I recently went through a weekend where I told my two older children about myself, my true nature, and what was currently happening to me. (I'm on HRT and am transitioning.).  That was followed with The Other Talk, the one where my wife and youngest 25 year old daughter who lives with us demanded to know EXACTLY what I would be doing and laid down their policy statement; That if I am presenting female I May Not Live Here.

They can't stand the idea of even seeing me as myself.  My dear wife said that she loves me, but I can't do THAT and remain here.  She can't stand the idea.  Oh, transphobia to be sure, and I strongly suspect she is worried about social embarrassment and losing status with her friends.  I'll still be myself, of course, although my appearance will change.

The morning after The Other Talk, she woke with some soreness in her neck, and her left eye and left upper lip were having a little movement problem, s slight numbness.  I checked some other things and ruled out a small stroke, probably just a pinched cranial nerve. I suggested she take an anti inflammatory and use a warm compress, then went off to my therapy session.

As I left the therapist's office, I received a text message.  She had gotten worse, and the numbness covered the whole left side of her face.   I suggested she have our daughter take her at once to the ER or Urgent Care Clinic at the local medical center (Both are set up to handle stroke patients, in case it was that.)  I was about 45 minutes away.   I met them at the medical center after stripping down my appearance to more or less male so as to not upset them.

■ **QUESTIONS ON THE MATERIAL**
[1] Repeat the account of the family talks from "The morning after" up to and including "not upset them.", swapping "medical center" for "hospital".
[2] In the account of the family talks, please rewrite the paragraph beginning "The morning after The Other Talk" more briefly, keeping its main facts.

■ **GIVEN ENTRIES**
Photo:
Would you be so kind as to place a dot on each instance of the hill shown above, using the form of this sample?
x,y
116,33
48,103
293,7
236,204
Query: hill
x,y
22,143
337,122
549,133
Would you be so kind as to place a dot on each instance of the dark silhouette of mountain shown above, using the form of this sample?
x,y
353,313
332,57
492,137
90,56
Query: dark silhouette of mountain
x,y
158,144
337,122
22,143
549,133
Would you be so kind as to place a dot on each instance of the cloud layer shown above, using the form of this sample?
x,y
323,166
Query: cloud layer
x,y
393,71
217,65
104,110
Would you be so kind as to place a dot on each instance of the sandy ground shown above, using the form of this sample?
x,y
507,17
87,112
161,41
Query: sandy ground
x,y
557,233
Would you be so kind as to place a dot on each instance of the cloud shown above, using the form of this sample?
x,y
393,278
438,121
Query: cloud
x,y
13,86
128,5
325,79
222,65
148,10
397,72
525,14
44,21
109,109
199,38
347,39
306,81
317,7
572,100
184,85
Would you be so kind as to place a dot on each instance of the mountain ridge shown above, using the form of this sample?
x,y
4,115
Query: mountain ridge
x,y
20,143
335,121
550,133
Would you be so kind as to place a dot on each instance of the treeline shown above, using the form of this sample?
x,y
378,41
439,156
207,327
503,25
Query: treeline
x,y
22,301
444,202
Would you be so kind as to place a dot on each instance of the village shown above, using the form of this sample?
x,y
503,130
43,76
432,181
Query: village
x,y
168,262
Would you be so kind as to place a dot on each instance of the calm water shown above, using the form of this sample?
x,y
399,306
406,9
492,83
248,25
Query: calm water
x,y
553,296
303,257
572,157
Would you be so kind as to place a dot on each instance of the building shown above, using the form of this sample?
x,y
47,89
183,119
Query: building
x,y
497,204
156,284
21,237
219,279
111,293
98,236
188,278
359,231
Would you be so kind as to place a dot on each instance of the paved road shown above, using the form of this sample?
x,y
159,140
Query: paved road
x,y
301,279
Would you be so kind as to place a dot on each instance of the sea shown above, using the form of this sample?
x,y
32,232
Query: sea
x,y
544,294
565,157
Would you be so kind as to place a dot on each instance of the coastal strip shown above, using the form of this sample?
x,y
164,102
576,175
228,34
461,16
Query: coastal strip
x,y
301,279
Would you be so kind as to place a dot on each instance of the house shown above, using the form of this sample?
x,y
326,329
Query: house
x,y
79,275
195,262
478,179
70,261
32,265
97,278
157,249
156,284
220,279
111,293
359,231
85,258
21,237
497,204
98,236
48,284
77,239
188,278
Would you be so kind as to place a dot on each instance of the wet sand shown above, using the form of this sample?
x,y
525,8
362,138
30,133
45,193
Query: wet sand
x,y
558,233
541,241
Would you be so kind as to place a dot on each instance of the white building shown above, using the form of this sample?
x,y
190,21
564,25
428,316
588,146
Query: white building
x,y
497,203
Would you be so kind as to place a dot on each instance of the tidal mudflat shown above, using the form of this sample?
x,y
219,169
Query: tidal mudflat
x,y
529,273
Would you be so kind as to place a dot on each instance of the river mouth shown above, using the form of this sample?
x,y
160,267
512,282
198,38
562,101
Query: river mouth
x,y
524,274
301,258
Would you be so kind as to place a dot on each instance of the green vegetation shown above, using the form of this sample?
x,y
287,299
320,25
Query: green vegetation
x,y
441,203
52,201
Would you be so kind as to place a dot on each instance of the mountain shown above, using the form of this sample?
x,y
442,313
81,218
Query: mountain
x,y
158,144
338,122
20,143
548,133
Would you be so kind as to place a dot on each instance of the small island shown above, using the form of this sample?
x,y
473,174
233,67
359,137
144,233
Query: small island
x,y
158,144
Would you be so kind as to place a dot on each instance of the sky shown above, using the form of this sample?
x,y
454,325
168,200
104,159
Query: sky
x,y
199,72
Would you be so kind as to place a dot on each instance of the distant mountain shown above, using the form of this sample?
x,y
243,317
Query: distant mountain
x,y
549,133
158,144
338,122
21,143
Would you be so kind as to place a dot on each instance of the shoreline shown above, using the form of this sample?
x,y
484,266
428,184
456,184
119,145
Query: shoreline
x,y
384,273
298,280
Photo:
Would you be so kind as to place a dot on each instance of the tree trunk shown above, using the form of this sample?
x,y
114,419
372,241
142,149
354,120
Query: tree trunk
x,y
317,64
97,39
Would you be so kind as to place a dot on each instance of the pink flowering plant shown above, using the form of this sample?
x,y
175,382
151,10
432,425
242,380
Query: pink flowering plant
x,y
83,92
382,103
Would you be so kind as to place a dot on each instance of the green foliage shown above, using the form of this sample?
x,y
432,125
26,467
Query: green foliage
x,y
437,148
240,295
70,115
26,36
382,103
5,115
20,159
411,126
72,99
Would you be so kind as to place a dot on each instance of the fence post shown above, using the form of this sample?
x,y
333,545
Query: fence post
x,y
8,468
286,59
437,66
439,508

■ **SOLUTIONS IN ORDER**
[1]
The morning after The Other Talk, she woke with some soreness in her neck, and her left eye and left upper lip were having a little movement problem, s slight numbness.  I checked some other things and ruled out a small stroke, probably just a pinched cranial nerve. I suggested she take an anti inflammatory and use a warm compress, then went off to my therapy session.

As I left the therapist's office, I received a text message.  She had gotten worse, and the numbness covered the whole left side of her face.   I suggested she have our daughter take her at once to the ER or Urgent Care Clinic at the local hospital (Both are set up to handle stroke patients, in case it was that.)  I was about 45 minutes away.   I met them at the hospital after stripping down my appearance to more or less male so as to not upset them.

[2] The morning after The Other Talk, my wife woke with a sore neck and slight numbness and movement trouble in her left eye and left upper lip. After checking other things, I ruled out a small stroke and thought it was probably a pinched cranial nerve. I suggested an anti-inflammatory and a warm compress, then left for my therapy session.